WHAT IS REQUIRED
Could you please find each line in the records that contains the word "position" and copy it?

DATA FOR THE TASK
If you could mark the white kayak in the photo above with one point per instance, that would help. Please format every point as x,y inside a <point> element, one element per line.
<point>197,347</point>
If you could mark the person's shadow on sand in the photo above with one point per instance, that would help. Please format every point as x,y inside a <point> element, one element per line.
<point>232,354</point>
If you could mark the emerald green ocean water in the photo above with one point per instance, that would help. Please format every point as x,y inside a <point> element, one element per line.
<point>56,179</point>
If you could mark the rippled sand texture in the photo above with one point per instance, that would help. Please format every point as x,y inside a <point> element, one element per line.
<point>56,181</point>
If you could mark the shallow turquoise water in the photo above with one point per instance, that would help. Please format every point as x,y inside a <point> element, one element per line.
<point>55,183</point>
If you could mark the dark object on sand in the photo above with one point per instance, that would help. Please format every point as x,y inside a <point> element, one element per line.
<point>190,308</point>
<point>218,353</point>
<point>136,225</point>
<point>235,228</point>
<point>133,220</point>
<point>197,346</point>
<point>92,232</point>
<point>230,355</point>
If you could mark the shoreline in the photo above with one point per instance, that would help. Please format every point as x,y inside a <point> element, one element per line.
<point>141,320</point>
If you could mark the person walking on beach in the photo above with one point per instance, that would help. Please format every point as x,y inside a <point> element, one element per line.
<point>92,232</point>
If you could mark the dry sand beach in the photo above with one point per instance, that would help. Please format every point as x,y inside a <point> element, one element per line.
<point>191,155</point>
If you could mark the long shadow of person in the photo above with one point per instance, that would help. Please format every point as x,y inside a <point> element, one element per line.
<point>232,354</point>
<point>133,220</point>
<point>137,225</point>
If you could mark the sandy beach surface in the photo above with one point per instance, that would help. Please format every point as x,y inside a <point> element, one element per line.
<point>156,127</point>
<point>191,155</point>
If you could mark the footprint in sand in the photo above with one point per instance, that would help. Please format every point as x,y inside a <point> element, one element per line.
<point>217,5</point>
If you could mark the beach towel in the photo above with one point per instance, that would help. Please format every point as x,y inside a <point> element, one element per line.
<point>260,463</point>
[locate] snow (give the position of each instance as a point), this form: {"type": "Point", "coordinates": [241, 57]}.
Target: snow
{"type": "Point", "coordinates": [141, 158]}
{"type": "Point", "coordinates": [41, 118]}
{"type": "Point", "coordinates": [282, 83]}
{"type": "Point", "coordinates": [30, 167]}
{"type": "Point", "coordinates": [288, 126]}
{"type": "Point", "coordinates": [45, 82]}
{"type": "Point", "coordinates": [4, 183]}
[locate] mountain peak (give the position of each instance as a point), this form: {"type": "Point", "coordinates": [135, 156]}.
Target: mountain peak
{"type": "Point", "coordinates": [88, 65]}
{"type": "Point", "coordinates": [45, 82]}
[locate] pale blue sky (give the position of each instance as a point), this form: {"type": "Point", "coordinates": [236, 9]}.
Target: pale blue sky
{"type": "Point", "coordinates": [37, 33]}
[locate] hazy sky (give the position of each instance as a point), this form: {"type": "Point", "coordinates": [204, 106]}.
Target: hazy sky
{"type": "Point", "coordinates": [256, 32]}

ANSWER BELOW
[locate] snow (give the position of each instance as a point), this form: {"type": "Point", "coordinates": [241, 57]}.
[locate] mountain peak (give the position of each instance as a point), this form: {"type": "Point", "coordinates": [135, 156]}.
[locate] pale blue sky (give the position of each instance as a point), this form: {"type": "Point", "coordinates": [236, 9]}.
[locate] hazy sky (give the position of each instance as a point), this form: {"type": "Point", "coordinates": [204, 106]}.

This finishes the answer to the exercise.